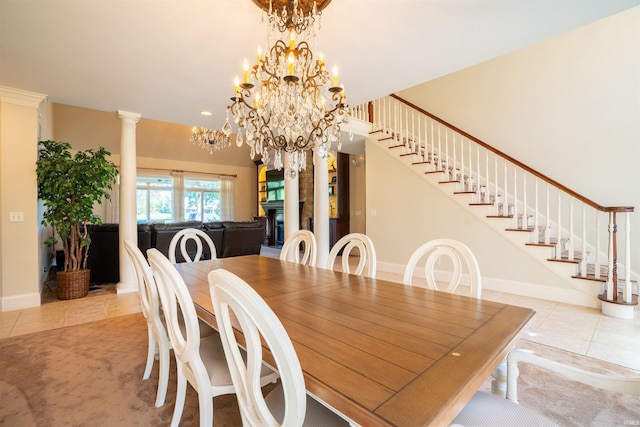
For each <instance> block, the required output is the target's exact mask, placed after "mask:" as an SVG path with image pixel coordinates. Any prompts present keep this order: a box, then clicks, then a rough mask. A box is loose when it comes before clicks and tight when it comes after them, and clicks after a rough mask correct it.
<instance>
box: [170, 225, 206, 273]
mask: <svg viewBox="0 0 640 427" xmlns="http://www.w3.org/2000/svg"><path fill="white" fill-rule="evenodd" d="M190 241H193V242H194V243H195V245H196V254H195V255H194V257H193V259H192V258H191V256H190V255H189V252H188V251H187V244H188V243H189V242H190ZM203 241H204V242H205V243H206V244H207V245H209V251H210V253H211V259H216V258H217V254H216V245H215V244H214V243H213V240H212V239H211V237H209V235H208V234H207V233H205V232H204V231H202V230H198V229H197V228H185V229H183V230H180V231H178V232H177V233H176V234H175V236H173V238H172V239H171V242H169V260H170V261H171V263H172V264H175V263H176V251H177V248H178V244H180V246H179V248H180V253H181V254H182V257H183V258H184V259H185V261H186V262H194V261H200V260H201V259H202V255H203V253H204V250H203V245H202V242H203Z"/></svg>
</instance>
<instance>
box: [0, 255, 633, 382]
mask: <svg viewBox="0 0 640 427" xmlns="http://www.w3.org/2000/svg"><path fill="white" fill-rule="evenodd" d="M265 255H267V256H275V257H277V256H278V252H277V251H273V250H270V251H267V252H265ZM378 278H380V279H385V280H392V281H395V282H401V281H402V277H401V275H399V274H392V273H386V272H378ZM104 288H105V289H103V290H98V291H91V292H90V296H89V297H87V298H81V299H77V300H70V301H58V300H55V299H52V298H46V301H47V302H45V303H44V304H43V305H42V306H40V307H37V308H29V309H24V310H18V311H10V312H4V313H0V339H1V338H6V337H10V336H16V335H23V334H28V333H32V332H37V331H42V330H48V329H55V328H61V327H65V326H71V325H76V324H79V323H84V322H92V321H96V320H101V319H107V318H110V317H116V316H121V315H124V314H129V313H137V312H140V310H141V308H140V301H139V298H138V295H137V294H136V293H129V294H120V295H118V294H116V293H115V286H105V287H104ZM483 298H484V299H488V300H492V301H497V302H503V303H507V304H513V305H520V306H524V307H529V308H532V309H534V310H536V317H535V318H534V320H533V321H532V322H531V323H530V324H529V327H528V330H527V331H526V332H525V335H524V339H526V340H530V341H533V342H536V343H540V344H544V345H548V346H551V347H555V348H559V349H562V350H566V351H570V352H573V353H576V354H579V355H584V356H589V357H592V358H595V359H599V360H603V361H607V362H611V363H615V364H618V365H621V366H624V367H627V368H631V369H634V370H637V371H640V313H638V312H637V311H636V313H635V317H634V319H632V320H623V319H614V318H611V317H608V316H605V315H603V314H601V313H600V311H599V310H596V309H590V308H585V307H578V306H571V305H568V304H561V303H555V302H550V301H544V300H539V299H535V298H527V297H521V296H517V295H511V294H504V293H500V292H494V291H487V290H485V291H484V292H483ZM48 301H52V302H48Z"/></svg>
* * *
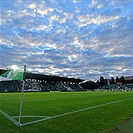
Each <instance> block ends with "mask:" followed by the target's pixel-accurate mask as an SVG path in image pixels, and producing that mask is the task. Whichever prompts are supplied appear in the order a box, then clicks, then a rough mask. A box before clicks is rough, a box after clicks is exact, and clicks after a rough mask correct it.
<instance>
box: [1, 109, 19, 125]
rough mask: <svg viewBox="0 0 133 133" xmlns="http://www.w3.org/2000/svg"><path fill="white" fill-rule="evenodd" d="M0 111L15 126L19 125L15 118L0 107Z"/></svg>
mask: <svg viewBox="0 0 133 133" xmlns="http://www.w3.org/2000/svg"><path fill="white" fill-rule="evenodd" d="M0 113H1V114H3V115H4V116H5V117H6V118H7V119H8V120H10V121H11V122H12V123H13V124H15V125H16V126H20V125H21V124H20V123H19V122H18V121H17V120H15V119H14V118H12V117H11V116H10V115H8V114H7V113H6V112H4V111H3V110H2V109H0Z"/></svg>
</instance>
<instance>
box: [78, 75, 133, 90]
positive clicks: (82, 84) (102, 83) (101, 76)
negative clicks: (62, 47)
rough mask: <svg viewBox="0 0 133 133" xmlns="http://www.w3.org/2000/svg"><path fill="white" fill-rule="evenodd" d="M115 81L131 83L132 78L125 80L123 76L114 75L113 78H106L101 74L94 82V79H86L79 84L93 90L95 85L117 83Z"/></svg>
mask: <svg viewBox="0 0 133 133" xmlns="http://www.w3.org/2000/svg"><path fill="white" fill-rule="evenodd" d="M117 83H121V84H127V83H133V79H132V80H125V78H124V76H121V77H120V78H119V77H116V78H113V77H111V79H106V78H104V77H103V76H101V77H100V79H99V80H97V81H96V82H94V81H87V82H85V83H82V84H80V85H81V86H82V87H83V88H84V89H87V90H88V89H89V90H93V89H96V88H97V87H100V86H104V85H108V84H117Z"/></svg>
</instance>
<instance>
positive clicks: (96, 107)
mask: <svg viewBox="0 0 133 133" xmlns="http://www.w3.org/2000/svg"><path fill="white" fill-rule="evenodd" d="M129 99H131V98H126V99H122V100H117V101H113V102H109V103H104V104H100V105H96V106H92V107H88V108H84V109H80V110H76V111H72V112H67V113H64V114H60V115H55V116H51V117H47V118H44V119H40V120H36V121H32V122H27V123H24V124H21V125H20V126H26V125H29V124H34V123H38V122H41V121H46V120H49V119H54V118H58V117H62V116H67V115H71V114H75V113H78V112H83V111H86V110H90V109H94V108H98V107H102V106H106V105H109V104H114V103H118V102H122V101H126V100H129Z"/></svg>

_TASK INSTRUCTIONS_:
Copy word for word the stretch of entries above from the line that has "Each <instance> block ends" through the line that has "box: [1, 109, 19, 125]", both ends included, and nothing outside it.

_ANSWER FOR THIS EXERCISE_:
Each <instance> block ends with "mask:" followed by the target's pixel-accurate mask as an SVG path in image pixels, and producing that mask is the task. Whichever prompts are supplied appear in the order a box, then clicks, then a rough mask. A box before clicks is rough, a box after clicks is exact, and clicks after a rough mask correct it.
<instance>
box: [1, 109, 19, 125]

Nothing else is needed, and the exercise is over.